What the task requires: Read through the data, and wherever a line holds the word "rail", write that line out.

Given records:
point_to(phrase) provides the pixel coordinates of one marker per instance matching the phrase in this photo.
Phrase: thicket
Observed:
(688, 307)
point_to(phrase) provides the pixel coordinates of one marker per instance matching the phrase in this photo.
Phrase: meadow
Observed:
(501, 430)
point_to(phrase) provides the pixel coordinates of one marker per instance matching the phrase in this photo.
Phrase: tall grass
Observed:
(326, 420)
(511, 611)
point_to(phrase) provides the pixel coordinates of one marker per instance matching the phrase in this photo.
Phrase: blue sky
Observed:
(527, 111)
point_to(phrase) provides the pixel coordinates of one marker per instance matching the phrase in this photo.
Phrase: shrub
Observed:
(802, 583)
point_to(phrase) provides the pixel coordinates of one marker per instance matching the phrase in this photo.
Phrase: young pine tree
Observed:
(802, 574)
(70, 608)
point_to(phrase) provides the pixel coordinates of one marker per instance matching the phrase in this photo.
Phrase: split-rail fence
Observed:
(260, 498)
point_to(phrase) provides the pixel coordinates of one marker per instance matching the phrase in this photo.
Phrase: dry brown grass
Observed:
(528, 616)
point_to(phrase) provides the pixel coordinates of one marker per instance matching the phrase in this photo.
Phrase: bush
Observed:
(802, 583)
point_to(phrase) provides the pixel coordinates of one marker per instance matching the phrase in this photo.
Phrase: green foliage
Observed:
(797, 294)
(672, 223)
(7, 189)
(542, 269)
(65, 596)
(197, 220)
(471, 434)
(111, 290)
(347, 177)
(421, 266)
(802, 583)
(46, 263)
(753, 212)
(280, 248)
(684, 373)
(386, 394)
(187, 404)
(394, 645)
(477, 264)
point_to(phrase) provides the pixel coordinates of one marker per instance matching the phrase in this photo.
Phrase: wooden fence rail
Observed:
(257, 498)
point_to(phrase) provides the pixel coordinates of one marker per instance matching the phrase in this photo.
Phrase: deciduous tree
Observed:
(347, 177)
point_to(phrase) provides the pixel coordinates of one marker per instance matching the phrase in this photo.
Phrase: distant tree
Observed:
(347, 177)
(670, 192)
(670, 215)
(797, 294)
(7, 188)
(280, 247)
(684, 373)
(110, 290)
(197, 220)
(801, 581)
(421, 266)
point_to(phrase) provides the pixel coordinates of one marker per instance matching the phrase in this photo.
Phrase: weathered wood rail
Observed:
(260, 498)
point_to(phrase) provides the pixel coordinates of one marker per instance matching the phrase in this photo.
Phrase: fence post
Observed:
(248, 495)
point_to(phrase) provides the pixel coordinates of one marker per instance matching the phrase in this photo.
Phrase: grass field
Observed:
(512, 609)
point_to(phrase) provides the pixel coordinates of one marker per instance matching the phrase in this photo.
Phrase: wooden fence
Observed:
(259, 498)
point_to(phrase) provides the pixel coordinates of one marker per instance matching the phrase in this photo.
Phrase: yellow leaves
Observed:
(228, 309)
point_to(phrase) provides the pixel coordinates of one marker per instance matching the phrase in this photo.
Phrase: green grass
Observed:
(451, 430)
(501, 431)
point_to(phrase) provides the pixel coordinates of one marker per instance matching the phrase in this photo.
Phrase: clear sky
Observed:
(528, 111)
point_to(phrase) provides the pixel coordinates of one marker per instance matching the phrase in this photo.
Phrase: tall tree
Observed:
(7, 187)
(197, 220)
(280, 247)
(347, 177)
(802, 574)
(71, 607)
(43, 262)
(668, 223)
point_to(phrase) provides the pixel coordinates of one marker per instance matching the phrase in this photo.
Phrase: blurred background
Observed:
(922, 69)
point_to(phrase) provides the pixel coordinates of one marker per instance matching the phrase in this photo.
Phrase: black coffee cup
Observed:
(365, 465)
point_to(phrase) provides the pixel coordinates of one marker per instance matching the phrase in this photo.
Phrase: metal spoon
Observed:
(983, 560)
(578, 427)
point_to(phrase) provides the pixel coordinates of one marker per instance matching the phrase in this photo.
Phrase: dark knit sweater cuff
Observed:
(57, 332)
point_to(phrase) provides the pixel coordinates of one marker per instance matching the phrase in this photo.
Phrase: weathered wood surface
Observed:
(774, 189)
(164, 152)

Response box:
Phrase: split-rail fence
Phrase: wooden fence rail
Phrase: weathered wood rail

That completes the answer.